Your objective: Rewrite the data below, switching every "queue-length study" to "crowd-count study" and keeping everything else the same.

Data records
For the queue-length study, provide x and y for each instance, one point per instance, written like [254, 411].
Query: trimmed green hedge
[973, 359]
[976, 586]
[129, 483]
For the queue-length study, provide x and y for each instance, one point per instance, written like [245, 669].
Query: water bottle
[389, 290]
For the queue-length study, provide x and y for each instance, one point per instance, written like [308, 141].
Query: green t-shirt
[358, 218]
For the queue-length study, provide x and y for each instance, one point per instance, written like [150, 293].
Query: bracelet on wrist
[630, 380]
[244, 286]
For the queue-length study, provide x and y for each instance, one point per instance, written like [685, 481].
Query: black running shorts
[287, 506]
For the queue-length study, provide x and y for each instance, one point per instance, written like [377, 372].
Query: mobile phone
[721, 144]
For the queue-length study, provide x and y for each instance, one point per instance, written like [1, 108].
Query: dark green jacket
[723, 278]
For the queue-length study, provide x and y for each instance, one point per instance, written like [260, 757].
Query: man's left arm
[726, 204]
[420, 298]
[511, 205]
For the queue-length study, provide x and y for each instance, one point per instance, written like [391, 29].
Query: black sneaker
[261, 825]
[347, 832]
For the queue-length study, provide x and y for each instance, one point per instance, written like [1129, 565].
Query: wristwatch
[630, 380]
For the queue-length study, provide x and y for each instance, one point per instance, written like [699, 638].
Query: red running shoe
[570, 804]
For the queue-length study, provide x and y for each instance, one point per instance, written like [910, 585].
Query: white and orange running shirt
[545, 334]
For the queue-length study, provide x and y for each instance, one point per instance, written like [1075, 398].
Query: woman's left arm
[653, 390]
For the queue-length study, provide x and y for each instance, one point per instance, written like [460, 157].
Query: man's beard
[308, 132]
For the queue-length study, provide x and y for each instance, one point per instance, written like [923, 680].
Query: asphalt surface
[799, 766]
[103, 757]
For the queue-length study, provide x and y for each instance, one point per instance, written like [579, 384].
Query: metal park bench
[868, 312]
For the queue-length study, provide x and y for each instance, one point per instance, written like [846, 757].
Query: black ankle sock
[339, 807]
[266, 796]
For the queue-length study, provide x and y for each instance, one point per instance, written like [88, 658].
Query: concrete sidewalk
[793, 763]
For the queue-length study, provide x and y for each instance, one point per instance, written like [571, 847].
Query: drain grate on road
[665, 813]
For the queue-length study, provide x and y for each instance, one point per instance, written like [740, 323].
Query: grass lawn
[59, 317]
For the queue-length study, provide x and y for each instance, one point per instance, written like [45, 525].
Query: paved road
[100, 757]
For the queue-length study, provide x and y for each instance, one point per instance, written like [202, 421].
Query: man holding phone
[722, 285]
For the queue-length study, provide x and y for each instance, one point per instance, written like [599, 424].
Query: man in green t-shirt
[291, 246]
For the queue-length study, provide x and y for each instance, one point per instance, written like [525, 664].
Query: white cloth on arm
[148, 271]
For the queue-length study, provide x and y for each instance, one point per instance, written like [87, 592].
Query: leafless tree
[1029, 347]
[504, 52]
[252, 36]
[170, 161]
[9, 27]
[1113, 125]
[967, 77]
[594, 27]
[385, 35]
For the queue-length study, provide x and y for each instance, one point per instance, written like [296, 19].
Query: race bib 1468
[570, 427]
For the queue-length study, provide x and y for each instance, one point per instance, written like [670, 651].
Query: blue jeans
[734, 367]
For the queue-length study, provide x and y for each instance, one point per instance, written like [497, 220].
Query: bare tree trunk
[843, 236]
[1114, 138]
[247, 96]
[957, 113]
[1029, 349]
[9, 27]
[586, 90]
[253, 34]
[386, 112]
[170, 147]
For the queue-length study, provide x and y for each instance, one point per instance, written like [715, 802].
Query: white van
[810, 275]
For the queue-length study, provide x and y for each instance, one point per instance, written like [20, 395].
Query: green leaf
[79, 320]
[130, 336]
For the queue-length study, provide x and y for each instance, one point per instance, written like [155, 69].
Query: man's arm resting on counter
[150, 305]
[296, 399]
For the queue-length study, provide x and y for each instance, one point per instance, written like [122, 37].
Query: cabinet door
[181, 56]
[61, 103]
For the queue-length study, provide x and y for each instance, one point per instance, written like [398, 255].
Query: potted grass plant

Written solution:
For the crowd-count study, provide x and y for each instance, one point per instance, written like [254, 411].
Query: trimmed green hedge
[973, 359]
[976, 586]
[129, 483]
For the crowd-count study, provide x and y for each instance, one point per instance, written like [245, 669].
Query: water bottle
[389, 290]
For the crowd-count study, provide x and y for each instance, one point per instance, written like [308, 141].
Query: green t-shirt
[358, 218]
For the crowd-count study, provide x and y for each instance, one point per instance, written like [150, 293].
Query: bracelet on wrist
[630, 380]
[244, 286]
For the crowd-count study, provide x and y for each instance, one point per instance, written like [685, 481].
Query: black running shorts
[287, 506]
For the crowd-count study, provide x and y for each instance, one point per instance, written like [377, 372].
Query: mobile phone
[721, 144]
For the crowd-count study, provide x and y for each instance, one point per instance, written like [1, 108].
Query: dark green jacket
[723, 278]
For the crowd-count study, provide x and y for each instance, one point per instance, written like [260, 757].
Query: man's left arm
[726, 204]
[420, 298]
[511, 205]
For the crowd-count study, provide x and y for each instance, one point per instance, written like [391, 29].
Query: black sneaker
[261, 825]
[347, 832]
For the crowd-count study, provide x and y for each instance, one point per instance, written like [1129, 565].
Query: wristwatch
[630, 380]
For the crowd-count study, provide x and y for each instance, one point per instance, written like [699, 638].
Query: red running shoe
[570, 804]
For the crowd-count study, provide x and y for each instance, one point per instance, written like [910, 585].
Query: white and orange running shirt
[545, 334]
For the crowd-count study, provide x and y for each instance, one point per instance, written like [1075, 398].
Query: woman's left arm
[653, 390]
For the crowd-count study, provide x and y for each instance, one point per instance, written like [460, 157].
Query: man's beard
[308, 132]
For the crowd-count study, provide x and y for each instance, one point per instance, written like [923, 680].
Query: asphalt surface
[799, 766]
[103, 757]
For the crowd-count study, provide x and y for each instance, one point per instance, written like [579, 384].
Query: metal park bench
[868, 312]
For the crowd-count study, provide x and y for each instance, one point per instance, written like [846, 757].
Query: black ankle sock
[339, 807]
[266, 796]
For the crowd-count study, provide x and y for each instance, one point per instance, written like [88, 658].
Query: concrete sidewalk
[793, 763]
For the crowd-count study, provide x and y for each instance, one point per instance, written like [571, 847].
Query: drain grate on road
[665, 813]
For the crowd-count study, provide x and y for each instance, one point per instance, written like [740, 323].
Query: grass lawn
[59, 317]
For the crowd-count study, provide x and y for each instance, one point per instance, written like [45, 525].
Query: paved road
[100, 757]
For the crowd-count study, provide x and y for each instance, one point per instance, written like [202, 421].
Query: man holding phone
[722, 285]
For the crowd-count study, provide x and y for each instance, one point per instance, written like [599, 424].
Query: man in green t-shirt
[291, 246]
For the crowd-count study, provide x and y for each instance, one point per instance, written like [525, 664].
Query: white cloth on arm
[148, 271]
For the crowd-count study, provide x and y for each instance, one point per instance, written like [87, 592].
Query: leafless tree
[1029, 347]
[504, 52]
[252, 36]
[170, 161]
[9, 27]
[1113, 125]
[967, 77]
[594, 27]
[385, 35]
For the crowd-count study, provide x and y for each instance, one point per instance, written like [296, 19].
Query: race bib 1468
[570, 427]
For the crowd-count study, provide x and y for each instance, one point per instance, written like [670, 651].
Query: blue jeans
[734, 367]
For the crowd-count study, provide x and y for each instance, one point per instance, written like [497, 220].
Query: bare tree trunk
[843, 236]
[1114, 138]
[247, 96]
[957, 113]
[1029, 349]
[9, 27]
[586, 90]
[253, 34]
[386, 112]
[170, 147]
For the crowd-count study, provide x and y for each instance, one point per instance, written like [715, 802].
Query: white van
[810, 275]
For the crowd-count study, provide x and y for each instance, one point per instance, written like [20, 395].
Query: green leaf
[79, 320]
[130, 336]
For the crowd-count study, provide x and y for each instance, one point per instance, written like [155, 69].
Query: man's arm resting on counter
[150, 305]
[296, 399]
For the crowd-count study, provide x and y for each instance, one point per instance, written like [122, 37].
Query: cabinet door
[181, 56]
[61, 103]
For the crowd-count study, provide x and y for each instance, one point per instance, written like [398, 255].
Query: potted grass plant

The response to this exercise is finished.